─── 本文 ───
2013年12月20日金曜日

教育の中立性を壊していいのか 教委制度答申 


 中教審は13日に、地方教育行政の最終的な権限を自治体の首長に移す教育委員会制度改革案を下村文科相に答申しました。それが実現すれば、戦前の軍国主義教育への反省から、国や政治家に対する歯止め役を担ってきた教育委員会制度の根幹が揺らぐことになります
 
 中教審(委員30名、毎年選出)の委員長は当初、首長に権限を移す案に一本化して答申する方針でしたが、委員から「首長が今まで以上に学校現場に介入しやすくなる」と異論が続出したため、これで答申するとは押し切ったものの、教育委員会に最終的な権限を残すべきだとの考えもあったと併記せざるを得ませんでした。
 
 答申によれば、「首長権限案」は首長が自治体の教育政策の理念や目標を定める「大綱的な方針」を策定することになり、教育委員会はその方針を事前に審議・勧告する補完的な役割となります。
 また教育長は、首長が直接任命・罷免できるように変更されます(現行は首長が任命した教育委員から互選)。 
 
 そうなれば教育行政への首長権限が大幅に増すので、教育行政の政治的中立性が損なわれる懸念も大いに増大します。
───
**記述課題 1**:
教育委員会制度改革についての本文から、かぎかっこ「」で囲まれた語句をすべて書き出してください。
**記述課題 2**:
教育委員会制度改革についての本文にある次の文を英語に訳してください。「そうなれば教育行政への首長権限が大幅に増すので、教育行政の政治的中立性が損なわれる懸念も大いに増大します。」
**記述課題 3**:
教育委員会制度改革についての本文を、最後の文の後から引き継いで書き進めてください。
─── 資料 ───
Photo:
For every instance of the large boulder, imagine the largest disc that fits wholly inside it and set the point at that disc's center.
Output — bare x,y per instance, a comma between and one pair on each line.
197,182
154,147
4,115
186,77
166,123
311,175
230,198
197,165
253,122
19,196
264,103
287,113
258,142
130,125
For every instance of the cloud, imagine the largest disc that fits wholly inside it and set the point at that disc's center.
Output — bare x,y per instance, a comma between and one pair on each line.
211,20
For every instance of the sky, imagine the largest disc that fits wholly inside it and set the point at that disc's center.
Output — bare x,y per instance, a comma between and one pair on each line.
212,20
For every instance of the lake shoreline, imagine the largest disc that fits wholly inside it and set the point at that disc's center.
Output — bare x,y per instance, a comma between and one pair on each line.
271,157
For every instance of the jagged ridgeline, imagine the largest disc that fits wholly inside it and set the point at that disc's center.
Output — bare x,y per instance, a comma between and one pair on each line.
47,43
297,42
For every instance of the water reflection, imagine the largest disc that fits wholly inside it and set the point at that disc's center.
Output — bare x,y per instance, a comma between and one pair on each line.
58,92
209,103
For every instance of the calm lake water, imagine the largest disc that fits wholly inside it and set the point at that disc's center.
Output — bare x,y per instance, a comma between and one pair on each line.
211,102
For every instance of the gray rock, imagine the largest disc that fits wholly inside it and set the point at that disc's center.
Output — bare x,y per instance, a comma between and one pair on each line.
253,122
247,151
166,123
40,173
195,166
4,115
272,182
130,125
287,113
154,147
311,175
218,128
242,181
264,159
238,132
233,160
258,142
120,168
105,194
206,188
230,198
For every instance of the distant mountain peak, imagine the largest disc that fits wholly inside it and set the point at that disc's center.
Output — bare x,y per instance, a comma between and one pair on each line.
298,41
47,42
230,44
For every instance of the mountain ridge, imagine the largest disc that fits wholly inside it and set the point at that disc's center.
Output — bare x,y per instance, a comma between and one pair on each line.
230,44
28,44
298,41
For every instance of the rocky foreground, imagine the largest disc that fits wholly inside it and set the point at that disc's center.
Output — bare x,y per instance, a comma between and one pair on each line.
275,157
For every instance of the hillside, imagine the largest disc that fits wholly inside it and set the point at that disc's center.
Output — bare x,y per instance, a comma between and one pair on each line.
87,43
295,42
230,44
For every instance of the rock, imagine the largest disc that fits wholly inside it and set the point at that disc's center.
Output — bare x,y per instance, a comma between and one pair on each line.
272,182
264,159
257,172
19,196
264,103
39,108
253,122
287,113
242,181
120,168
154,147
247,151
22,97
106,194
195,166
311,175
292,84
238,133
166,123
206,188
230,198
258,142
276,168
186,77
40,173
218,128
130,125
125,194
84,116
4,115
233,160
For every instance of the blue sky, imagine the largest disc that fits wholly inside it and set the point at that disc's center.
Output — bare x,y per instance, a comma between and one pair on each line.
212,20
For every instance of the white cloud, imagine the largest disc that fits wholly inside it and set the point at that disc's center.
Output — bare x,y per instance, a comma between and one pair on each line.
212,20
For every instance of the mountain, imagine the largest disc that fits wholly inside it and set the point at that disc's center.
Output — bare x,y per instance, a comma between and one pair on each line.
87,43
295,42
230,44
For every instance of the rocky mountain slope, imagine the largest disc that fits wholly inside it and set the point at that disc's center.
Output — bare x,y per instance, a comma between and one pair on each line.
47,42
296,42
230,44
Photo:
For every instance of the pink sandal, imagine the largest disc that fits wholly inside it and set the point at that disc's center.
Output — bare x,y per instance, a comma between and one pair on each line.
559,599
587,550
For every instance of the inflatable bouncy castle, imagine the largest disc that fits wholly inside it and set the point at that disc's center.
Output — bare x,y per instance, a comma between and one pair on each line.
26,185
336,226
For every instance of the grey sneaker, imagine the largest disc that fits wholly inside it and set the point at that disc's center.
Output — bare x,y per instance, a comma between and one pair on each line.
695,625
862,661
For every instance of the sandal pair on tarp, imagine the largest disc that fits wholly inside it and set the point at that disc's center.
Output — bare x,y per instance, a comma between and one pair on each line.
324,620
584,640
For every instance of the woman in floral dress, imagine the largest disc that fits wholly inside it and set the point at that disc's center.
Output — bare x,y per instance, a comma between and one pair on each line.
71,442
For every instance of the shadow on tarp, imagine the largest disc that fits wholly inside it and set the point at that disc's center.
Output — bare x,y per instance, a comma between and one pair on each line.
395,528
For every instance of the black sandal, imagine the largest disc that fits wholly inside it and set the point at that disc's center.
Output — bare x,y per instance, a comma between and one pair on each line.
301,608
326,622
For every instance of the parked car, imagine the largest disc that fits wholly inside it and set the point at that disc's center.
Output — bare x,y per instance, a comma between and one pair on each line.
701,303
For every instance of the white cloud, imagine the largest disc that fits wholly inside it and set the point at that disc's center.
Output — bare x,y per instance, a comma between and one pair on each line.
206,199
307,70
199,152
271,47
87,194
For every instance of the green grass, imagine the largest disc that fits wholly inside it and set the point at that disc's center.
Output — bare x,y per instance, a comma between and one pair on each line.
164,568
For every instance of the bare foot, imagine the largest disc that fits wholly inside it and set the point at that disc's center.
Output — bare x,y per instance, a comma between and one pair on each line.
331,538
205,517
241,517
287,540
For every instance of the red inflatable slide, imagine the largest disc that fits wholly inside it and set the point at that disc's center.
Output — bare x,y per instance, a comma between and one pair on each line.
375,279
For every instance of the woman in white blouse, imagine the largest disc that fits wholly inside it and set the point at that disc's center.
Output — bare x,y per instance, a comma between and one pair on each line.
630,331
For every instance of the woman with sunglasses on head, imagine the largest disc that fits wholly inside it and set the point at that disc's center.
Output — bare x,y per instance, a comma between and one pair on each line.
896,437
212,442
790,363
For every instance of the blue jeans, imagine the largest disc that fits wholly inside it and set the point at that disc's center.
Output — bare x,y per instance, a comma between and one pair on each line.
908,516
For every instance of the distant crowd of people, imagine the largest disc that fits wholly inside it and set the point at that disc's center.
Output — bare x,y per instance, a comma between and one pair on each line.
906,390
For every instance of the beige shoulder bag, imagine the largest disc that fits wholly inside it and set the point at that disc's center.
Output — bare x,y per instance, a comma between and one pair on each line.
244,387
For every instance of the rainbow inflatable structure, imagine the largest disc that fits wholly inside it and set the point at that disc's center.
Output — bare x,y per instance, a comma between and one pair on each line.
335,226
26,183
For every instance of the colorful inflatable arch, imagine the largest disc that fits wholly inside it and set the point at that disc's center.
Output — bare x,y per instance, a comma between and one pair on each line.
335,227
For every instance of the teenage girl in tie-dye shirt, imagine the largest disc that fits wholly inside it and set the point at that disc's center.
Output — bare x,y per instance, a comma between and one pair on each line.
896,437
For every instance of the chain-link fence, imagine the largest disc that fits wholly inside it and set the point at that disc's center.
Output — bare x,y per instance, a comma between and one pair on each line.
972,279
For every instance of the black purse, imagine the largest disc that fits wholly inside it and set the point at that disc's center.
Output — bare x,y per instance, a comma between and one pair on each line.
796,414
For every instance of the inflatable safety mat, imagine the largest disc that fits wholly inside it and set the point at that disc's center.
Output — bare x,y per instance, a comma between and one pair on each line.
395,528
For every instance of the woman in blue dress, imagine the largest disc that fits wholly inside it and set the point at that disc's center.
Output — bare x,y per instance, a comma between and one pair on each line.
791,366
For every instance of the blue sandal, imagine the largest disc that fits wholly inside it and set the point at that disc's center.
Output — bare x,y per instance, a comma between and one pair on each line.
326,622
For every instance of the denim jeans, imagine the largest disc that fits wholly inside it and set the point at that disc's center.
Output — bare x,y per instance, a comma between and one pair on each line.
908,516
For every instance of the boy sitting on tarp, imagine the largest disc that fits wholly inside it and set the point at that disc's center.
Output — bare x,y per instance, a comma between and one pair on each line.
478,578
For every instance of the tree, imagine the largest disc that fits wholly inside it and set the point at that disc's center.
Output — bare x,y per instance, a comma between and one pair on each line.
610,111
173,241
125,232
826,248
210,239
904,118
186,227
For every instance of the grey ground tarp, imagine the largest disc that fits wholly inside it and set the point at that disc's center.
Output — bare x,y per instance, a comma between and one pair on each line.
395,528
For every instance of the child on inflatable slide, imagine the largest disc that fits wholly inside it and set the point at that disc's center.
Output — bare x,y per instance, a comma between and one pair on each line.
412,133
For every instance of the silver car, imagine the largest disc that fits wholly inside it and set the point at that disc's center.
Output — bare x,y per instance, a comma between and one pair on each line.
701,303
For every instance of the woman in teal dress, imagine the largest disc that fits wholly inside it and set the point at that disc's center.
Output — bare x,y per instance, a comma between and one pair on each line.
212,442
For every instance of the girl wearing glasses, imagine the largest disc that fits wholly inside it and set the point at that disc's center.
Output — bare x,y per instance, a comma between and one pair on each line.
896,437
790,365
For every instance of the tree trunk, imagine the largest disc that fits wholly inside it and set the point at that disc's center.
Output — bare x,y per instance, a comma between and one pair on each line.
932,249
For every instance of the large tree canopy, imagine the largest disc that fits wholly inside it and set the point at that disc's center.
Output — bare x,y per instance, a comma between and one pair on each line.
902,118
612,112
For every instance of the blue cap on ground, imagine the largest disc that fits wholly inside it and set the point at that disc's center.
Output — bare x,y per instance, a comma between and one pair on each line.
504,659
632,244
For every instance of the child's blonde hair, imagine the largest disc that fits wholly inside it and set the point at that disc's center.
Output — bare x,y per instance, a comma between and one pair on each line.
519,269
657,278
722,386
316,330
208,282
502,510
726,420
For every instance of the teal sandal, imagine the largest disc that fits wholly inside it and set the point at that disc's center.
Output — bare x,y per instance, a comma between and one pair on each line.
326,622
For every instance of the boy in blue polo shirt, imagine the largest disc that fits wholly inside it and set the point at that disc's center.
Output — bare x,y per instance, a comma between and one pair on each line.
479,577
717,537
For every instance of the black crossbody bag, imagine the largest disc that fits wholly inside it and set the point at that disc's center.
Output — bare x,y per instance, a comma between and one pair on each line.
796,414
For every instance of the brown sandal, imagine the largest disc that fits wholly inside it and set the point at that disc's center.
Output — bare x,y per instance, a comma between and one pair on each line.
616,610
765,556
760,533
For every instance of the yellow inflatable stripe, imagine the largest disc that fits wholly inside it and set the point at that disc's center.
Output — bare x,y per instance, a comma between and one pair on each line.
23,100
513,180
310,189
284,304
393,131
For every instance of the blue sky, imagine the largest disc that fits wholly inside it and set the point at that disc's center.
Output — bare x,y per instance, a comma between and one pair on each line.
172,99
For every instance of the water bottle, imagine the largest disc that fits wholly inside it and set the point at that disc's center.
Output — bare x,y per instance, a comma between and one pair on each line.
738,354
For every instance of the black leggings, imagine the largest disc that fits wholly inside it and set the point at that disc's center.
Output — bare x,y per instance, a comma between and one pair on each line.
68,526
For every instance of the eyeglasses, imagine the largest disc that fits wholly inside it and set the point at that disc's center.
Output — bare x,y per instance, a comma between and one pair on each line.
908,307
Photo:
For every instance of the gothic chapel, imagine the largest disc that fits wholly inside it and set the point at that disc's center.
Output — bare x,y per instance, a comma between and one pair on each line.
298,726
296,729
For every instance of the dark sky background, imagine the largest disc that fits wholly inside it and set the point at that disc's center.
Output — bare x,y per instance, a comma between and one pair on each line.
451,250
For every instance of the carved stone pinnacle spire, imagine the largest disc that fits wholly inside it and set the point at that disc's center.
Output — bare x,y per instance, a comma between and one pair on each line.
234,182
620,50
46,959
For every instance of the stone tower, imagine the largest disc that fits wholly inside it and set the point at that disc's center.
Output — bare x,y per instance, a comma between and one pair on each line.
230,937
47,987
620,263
───
**解答 1**:
「首長が今まで以上に学校現場に介入しやすくなる」
「首長権限案」
「大綱的な方針」

**解答 2**:
If that happens, the authority of local government heads over educational administration will increase greatly, so concerns that the political neutrality of educational administration will be undermined will also grow considerably.

**解答 3**:
 中教審の審議過程でも、当然、複数の委員から首長が“暴走”する危険性を指摘する意見が出されました。また首長が選挙で交代するたびに、教育の目標や教科書採択の方針が変わることにもなりかねず、教育現場に混乱を招くもとになります。そして教育の混乱はそのまま国家の損失です。
 
 
 安倍首相は第1次安倍内閣のときから「教育再生」に並々ならぬ意欲を示し、実際に教育基本法や教育三法を改定しました。それ以来 教職員会議のあり方は校長による専制に変わり、暗い雰囲気となったといわれます。
 この答申がそうした安倍首相の意に沿ったものであるとしたら、教育の混乱や教育現場の暗い雰囲気が彼の望む姿なのでしょうか。
 
 19日、高知新聞が教委制度答申についての社説を掲げましたので紹介します。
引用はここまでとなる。